• Extrait du texte:
>>>

De quelle France le monde a-t-il besoin ?
par Patrick Viveret
Nous vivons une bataille mondiale. Ce n'est pas celle de la géopolitique classique qui voit s'affronter des puissances étatiques entre elles, avant hier les empires coloniaux, hier les Etats Unis et l'URSS, aujourd'hui les Etats Unis et la Chine. Non que ces enjeux aient disparu, mais il sont eux mêmes inscrits dans une autre bataille mondiale qui est celle de la capacité de l'humanité d'assurer son propre avenir . La question des puissances dominantes du 22 ème siècle devient en effet une question dérisoire s'il n'y a pas de 22 ème siècle ! Si le climat est devenu insupportable, si la biodiversité a disparu, si un hiver nucléaire -volontaire ou accidentel- a fait des milliards de morts et rendu l'air irrespirable, bref si tout ou partiede ces risques, hélas bien réels, ont rendu la terre en partie inhabitable, une grosse partie des débats sur l'affrontement des puissances actuelles paraîtra surréaliste. Aussi surréaliste que si l'on évoquait comme questions angoissantes pour l'avenir le conflit entre Athènes et Sparte ou entre l'empire portugais et l'empire espagnol. Ce qui primera de plus en plus c'est donc la question posée déjà par Albert Camus au lendemain d'Hisroshima, c'est à dire celle de la capacité de ce peuple de la Terre que nous nommons l'humanité à échapper à son plus grand danger qui n'est autre que sa part de barbarie. Nous ne sommes pas menacés, sauf de manière fantasmatique, par des barbares extraterrestres, mais bien par notre barbarie intérieure ,que celle ci prenne la forme de la guerre, de l'exploitation, de la domination sociale, raciale, sexuelle, religieuse, de la destruction de la nature ou de l'aggravation d'inégalités qui font de l'humanité une poudrière sociale.
au cœur de l'approche convivialiste, l'affirmation d'une civilité humaine
Ainsi l'enjeu des enjeux , qui est au cœur de l'approche convivialiste1, c'est la possibilité que puisse s'affirmer une civilité humaine dans des bouleversements, voire des effondrements, où l'humanité peut se perdre moralement plus encore que physiquement, dans les décennies à venir.

<<<

• Données d'annotation de localisation d'objets:

>>>

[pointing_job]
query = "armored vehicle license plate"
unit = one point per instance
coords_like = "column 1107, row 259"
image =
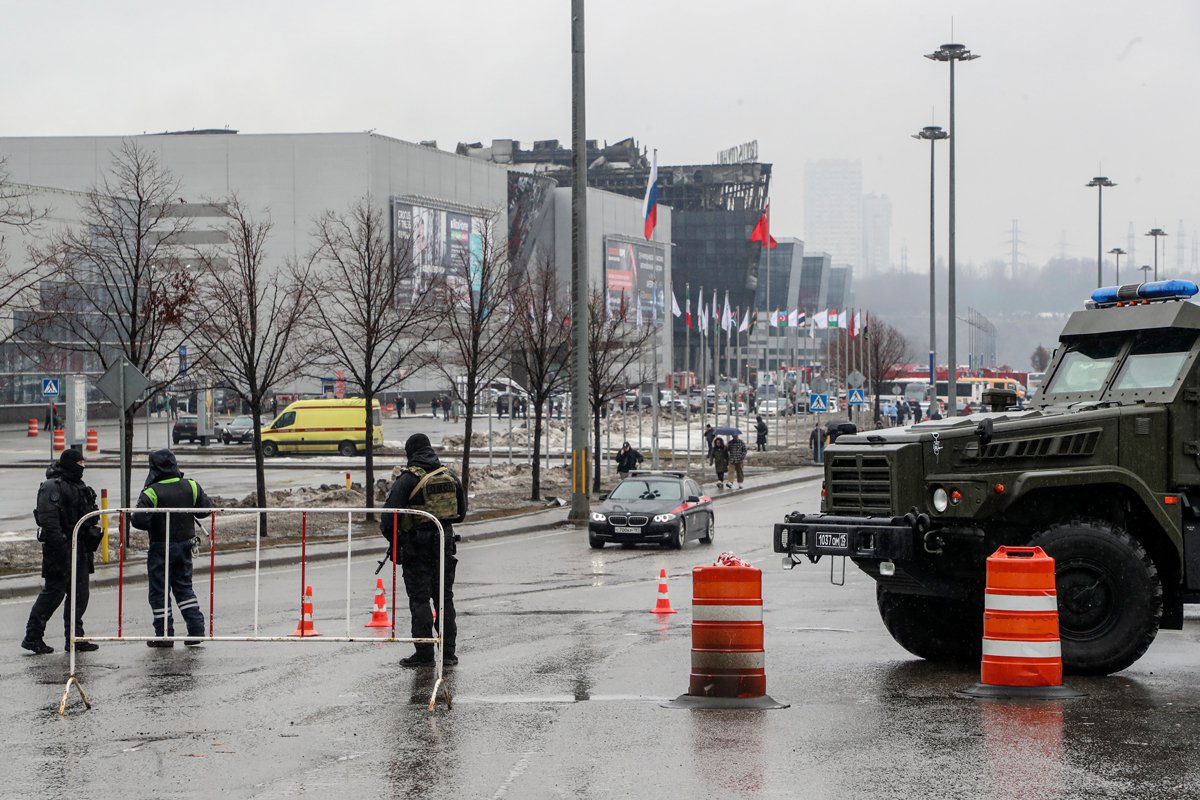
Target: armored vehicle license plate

<<<

• Consigne 1:
Recopiez le passage du texte sur l'avenir de l'humanité, en commençant par « au cœur de l'approche convivialiste, l'affirmation » et en poursuivant jusqu'à « décennies à venir. ».
• Consigne 2:
D'après le texte sur l'avenir de l'humanité, par quoi l'humanité est-elle menacée, plutôt que par des barbares extraterrestres ?
• Consigne 3:
Reprenez le texte sur l'avenir de l'humanité à l'endroit où il s'arrête et poursuivez-le.

• Résultat 1:
au cœur de l'approche convivialiste, l'affirmation d'une civilité humaine
Ainsi l'enjeu des enjeux , qui est au cœur de l'approche convivialiste1, c'est la possibilité que puisse s'affirmer une civilité humaine dans des bouleversements, voire des effondrements, où l'humanité peut se perdre moralement plus encore que physiquement, dans les décennies à venir.

• Résultat 2:
Par sa barbarie intérieure.

• Résultat 3:
Car si l'humanité, le peuple des terriens, peut se perdre, elle peut aussi, et c'est là une vraie source d'espérance et de dynamique créatrice, franchir un saut qualitatif dans la voie de sa propre humanisation. Ce qui est sûr c'est que ce n'est pas une humanité vouée à la guerre de tous contre tous, une humanité dont l'intelligence est mobilisée à produire des armes ou des productions écologiquement destructrices, qui peut affronter les défis qui sont devant nous. En un mot, nous ne pouvons nous payer le luxe d' une humanité bête et méchante. Ce dont nous avons besoin c'est de favoriser l'émergence et le développement de collectifs dont l'intelligence est organisée autour d'activités socialement et écologiquement bénéfiques, une humanité plus consciente et plus sage, et des formes démocratiques2 qui favorisent cette intelligence et cette sagesse. Si nous sommes plutôt, comme le dit Edgar Morin, des homo sapiens-demens que sapiens-sapiens, en revanche, à défaut d'être une origine devenir pour de bon des sapiens-sapiens peut être, doit être un projet si nous voulons éviter de formidables régressions barbares ou guerrières.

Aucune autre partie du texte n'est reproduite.